Provided passage:
-*-*-
Skip to main content

Curate

The Curate page is where most of the pre-processing work is performed. Here, all the source files will be parsed into discrete samples of consistent size. Then, all samples will be added to a sample list. This section contains two sub-tabs: Source Files and Data Sample Lists.

  • Source Files: This is where you manage the raw data collected during your project.
  • Data Sample Lists: Here, you create smaller, curated datasets from the available source files.

When collecting data for extended periods, the resulting files are often too large for microcontroller units with limited memory and processing power. These devices are designed to handle smaller, focused datasets, enabling them to process only critical instances where meaningful events occur.

The Curate page helps to achieve this by breaking down large data files into smaller, manageable pieces. This process ensures that the model can be trained effectively to mimic real-world scenarios, optimizing its performance for deployment in constrained environments. Breaking down the data files is important as these blocks will be the input to your ML model. For example, if your data files is 10 seconds long, you can break it down into 10 segments, 1 second long each. We can choose the length of these segments based on prior knowledge of a use-case or start with a 1 second window length and experiment from there.

Curate page

Source Files

Here, you can see all the uploaded data files along with their File Name, Size, Type, Uploaded date, Data Shape and Sample Rate.

Viewing Project Members

Select the Show Only Project Members checkbox to filter the source files displayed, limiting the view to files associated with project members only.

Actions

In the Action dropdown menu, you’ll find the following options:

  • Select All: Select all files listed.
  • Deselect All: Clear all selected files.
-*-*-
Tasks to perform:
(a) Copy the Curate page text from "Select the Show" through "all files listed.", swapping "checkbox" for "toggle".
(b) Summarize the Curate page text in two sentences.

Information provided:
-*-*-
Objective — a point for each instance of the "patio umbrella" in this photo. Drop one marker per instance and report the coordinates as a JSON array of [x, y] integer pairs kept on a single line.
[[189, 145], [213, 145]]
-*-*-
Answer set:
(a)
Select the Show Only Project Members toggle to filter the source files displayed, limiting the view to files associated with project members only.

Actions

In the Action dropdown menu, you’ll find the following options:

  • Select All: Select all files listed.

(b) The Curate page handles most pre-processing by parsing source files into consistently sized samples that go into sample lists, and it has two sub-tabs: Source Files for managing raw data and Data Sample Lists for building smaller curated datasets. Because long recordings are too large for memory-limited microcontroller units, the page breaks data files into smaller segments that become the input to the ML model, such as ten 1-second pieces from a 10-second file.